INFORMATION SUPPLIED:
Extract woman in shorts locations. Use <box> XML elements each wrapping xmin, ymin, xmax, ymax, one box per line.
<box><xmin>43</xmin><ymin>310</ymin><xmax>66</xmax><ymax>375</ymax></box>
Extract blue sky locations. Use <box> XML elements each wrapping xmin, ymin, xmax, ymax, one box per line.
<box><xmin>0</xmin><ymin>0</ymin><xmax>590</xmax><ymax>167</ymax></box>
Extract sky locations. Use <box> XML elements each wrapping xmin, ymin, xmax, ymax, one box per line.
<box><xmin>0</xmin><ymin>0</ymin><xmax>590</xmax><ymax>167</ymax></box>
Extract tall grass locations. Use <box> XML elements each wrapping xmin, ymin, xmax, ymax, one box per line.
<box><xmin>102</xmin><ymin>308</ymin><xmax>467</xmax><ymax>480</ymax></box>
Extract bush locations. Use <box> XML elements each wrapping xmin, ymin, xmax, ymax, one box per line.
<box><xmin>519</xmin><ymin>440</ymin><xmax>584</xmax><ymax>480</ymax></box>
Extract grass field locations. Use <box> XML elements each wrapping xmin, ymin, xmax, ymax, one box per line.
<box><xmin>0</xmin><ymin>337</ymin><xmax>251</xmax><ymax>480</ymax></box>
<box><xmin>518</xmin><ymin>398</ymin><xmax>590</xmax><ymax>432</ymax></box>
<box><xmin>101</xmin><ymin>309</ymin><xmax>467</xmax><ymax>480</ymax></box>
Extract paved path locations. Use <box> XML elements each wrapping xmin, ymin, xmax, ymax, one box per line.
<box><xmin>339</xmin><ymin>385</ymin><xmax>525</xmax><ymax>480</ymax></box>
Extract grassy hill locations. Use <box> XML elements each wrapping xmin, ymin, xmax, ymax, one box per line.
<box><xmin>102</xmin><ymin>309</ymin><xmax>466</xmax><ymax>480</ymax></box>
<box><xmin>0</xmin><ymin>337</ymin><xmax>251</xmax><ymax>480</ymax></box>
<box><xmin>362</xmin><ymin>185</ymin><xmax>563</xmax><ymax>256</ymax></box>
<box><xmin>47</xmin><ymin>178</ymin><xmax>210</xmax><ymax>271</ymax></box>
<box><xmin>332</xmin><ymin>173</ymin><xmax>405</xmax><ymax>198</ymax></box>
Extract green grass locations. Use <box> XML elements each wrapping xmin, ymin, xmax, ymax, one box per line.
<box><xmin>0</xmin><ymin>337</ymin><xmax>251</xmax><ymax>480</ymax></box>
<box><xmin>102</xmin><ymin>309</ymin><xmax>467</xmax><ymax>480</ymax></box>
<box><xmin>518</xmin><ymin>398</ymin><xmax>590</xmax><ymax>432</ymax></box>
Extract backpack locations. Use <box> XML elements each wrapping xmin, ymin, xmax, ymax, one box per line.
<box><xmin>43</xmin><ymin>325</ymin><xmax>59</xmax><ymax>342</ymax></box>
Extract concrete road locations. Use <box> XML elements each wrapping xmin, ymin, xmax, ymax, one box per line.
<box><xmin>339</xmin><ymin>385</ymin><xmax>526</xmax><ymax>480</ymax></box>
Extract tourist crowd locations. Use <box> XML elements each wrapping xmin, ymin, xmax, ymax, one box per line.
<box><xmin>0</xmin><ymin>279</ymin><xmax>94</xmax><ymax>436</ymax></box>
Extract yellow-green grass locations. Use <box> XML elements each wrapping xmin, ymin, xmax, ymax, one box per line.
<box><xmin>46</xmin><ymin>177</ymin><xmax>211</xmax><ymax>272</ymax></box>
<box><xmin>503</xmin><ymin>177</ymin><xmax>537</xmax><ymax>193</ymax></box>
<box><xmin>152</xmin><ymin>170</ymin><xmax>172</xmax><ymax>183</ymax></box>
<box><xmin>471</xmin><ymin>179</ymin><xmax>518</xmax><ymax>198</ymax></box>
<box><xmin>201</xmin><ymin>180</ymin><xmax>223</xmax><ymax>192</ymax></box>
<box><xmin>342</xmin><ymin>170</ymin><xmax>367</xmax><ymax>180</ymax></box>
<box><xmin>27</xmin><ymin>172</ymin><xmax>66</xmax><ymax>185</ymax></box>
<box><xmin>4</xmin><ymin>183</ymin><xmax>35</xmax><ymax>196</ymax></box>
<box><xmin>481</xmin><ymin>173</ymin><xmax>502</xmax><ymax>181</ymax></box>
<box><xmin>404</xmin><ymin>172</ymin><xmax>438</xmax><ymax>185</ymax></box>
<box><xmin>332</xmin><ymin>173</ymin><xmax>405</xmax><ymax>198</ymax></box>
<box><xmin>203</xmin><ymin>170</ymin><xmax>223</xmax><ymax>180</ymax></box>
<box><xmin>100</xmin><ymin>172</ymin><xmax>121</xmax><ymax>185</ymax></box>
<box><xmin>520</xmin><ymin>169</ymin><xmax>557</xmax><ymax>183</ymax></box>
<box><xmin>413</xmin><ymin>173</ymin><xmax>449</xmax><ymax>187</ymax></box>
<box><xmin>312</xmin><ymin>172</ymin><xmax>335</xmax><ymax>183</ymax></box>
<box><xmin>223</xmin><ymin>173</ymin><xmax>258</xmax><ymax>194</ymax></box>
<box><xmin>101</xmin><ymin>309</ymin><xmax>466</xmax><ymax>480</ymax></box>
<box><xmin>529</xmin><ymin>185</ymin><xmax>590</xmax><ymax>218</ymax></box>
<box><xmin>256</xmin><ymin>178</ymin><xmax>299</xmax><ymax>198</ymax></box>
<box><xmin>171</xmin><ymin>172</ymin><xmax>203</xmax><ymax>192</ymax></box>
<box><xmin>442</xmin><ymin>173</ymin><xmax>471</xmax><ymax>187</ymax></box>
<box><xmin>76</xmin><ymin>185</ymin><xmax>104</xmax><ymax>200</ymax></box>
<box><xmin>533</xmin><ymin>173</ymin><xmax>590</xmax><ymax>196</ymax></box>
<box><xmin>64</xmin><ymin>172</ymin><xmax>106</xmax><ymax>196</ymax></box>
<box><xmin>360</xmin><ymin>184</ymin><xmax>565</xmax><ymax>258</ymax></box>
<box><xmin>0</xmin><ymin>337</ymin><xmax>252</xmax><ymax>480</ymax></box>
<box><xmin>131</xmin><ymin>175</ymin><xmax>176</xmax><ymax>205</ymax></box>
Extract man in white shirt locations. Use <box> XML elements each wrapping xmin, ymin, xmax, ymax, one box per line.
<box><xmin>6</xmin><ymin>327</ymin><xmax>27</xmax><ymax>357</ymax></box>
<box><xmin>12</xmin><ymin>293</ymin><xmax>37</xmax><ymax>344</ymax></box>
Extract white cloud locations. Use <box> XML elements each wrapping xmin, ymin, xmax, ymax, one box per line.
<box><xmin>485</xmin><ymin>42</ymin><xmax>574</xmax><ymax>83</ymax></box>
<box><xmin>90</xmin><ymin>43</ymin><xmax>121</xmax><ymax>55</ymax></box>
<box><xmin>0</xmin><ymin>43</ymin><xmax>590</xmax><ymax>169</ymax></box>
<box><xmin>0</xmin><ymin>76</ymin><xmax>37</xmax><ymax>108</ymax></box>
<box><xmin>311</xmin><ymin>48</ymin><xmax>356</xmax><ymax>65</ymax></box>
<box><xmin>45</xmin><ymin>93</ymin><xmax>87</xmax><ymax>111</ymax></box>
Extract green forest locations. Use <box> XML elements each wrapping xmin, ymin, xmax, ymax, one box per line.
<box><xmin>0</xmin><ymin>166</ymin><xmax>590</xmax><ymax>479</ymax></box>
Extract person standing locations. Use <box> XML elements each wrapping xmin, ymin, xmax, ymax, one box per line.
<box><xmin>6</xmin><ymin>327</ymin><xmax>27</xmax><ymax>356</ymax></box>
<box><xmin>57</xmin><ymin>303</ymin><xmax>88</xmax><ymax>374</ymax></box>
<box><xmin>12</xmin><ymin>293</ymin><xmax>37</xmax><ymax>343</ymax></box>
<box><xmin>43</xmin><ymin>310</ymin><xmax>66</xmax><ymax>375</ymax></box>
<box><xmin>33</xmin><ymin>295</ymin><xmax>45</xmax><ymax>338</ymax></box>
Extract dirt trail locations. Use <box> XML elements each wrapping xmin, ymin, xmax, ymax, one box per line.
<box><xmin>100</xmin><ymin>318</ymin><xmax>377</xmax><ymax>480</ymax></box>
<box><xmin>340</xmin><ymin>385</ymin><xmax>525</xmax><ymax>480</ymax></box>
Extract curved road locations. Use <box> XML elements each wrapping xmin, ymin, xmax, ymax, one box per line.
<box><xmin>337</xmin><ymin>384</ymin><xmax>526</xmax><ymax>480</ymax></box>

WHAT TO PRODUCE:
Return each line in the items above that contains the word "white", copied unchanged. Matching is case-sensitive.

ANSWER TO THE EXERCISE:
Extract man in white shirt locations. Use <box> XML elements each wrapping xmin, ymin, xmax, ymax, one box per line.
Extract white cloud locations. Use <box> XML elements each wrapping xmin, ymin, xmax, ymax, one box per line.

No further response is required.